** Extract to read follows **
However, there are also newer tensions emerging, raising questions about how far inflation will eventually fall, and some concern about where Britain sits in a much changed world.

The big shadow here is the threat of a transatlantic green trade war. Joe Biden's new legislation to boost America's green economy includes £300bn of subsidies for the purchase of electric cars, but only if they are mainly manufactured in North America. The Inflation Reduction Act also affects a swathe of other manufacturing and production and is persuading some European companies to relocate factories to the US. Even fertiliser companies are having their heads turned and wondering why European leaders aren't bringing in similar laws.

The US suggests its new legislation is aimed at competing with China. But EU leaders are furious and about to respond, potentially with significant subsidies of their own, presumably also containing "Buy European" clauses.

If the three major trade blocks try to out-subsidise each other, what should "global Britain" do? The "globe" that Britain tried to "re-engage" with after Boris Johnson's post-Brexit break with Europe's single market is really rather different now.

Would EU "buy European" strictures include the UK? The government has expressed some concerns in a letter to the White House, but it is unclear what Britain's strategy is, or if there is one. It isn't just about low carbon manufacturing either. Similar dynamics - an attempted US-EU carve-up - are also apparent in the recent drive to re-shore production of microchips from east Asia.

This new divided Davos backdrop to the global economy could have profound consequences for how much things cost, and where they are made. It is a precise reversal of the consensus seen at the World Economic Forum for decades. Things are very much up for grabs here.

And lastly, many corporate leaders seem to have spent their Christmases being shocked by the cost-saving potential of the new artificial intelligence platform ChatGPT 3. There is a school of thought that the next iteration of this technology from OpenAI - ChatGPT 4 - could be so impactful as to cause a global economic shock. It will be a quantum leap for technology, but at the expense of making millions of existing jobs redundant.

With war in Europe, China reopening, and a long anticipated technological revolution occurring, policy and investment decisions will be made at Davos this week that could change the direction of the world economy, and so impact us all profoundly.
** End of Extract to read **
** Stored data follows **
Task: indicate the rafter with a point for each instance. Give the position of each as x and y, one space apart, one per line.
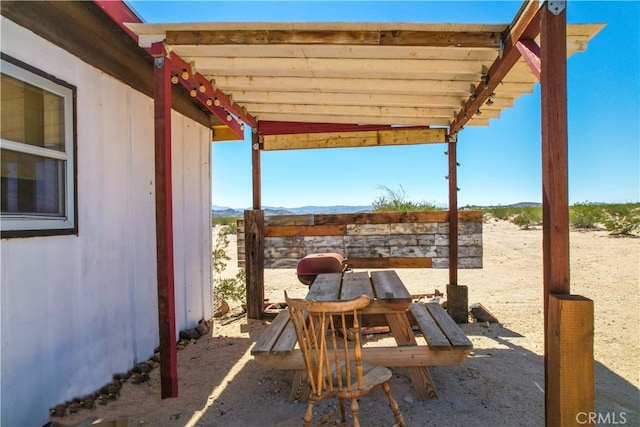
399 37
525 26
369 138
** End of Stored data **
▸ **What to do**:
Reproduce a part of the Davos article word for word, beginning at "The big shadow" and stopping after "in similar laws.". The lines have nothing to do with the Davos article.

▸ **Solution**:
The big shadow here is the threat of a transatlantic green trade war. Joe Biden's new legislation to boost America's green economy includes £300bn of subsidies for the purchase of electric cars, but only if they are mainly manufactured in North America. The Inflation Reduction Act also affects a swathe of other manufacturing and production and is persuading some European companies to relocate factories to the US. Even fertiliser companies are having their heads turned and wondering why European leaders aren't bringing in similar laws.